Provided text

Sorry for the late issue. Between some stuff going on at my end and me still figuring out what a revamped newsletter will look like, this week’s newsletter is both a little late and a bit of a hybrid between where I’d like it to go and what it has been. (As always, suggestions for things you would like to see change to change or would like to stay the same are welcome - just hit reply or email me at email@example.com)
The big news of the past week has been Apple’s new M1 CPU. Don’t worry, this newsletter is not going to degenerate into the cliched HPC/research computing blog writing solely and breathlessly about various new CPUs/network cards/SSDs and endlessly comparing speeds-and-feeds. The M1’s specs in and of themselves aren’t what’s interesting. Rather, the M1 is an example of how CPUs are going to get more different as time goes on, and that will have impacts on research computing teams. The M1 going to be a trial run for a future of more diverse computing architectures that we’d do well to get ready for.
Large-scale research computing systems have all been about “co-design” for ages, but the truth is that big-picture CPU design choices has been pretty fixed, with most of “co-design” being about choice of accelerators or mix and match between CPU, memory. and acceleration. Now that the market has accepted ARM as a platform - and with RISC-V on its way - we can expect to start seeing bolder choices for CPU design being shipped, with vendors making very different tradeoffs than have been made in the past. So whether or not you see yourself using Apple hardware in the future, M1’s choices and their consequences are interesting.

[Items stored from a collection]

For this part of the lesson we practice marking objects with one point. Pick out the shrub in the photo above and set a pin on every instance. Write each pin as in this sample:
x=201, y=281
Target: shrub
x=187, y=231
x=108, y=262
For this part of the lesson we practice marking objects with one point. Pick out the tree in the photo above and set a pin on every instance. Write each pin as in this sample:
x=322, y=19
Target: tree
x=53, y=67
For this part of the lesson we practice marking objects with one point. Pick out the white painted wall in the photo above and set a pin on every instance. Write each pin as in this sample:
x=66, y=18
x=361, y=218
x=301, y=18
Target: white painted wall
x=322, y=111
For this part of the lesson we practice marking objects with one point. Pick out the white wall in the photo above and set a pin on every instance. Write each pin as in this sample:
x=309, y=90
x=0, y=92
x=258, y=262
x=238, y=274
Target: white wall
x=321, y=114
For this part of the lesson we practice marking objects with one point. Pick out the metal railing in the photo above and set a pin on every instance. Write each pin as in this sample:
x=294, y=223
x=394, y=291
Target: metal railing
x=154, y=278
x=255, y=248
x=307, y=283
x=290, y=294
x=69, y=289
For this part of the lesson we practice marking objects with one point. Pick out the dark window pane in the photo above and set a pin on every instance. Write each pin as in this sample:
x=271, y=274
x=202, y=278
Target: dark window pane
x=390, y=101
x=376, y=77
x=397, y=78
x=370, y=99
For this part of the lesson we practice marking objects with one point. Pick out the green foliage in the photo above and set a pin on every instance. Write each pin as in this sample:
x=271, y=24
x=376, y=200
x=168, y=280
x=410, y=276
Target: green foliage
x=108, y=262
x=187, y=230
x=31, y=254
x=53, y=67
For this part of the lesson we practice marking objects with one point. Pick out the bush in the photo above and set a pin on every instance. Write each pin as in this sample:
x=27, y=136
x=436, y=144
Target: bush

Problem to work on
The newsletter says it will not write solely and breathlessly about new hardware of certain kinds. List those kinds. The records are separate material, apart from the newsletter.

Response for this exercise
CPUs, network cards, SSDs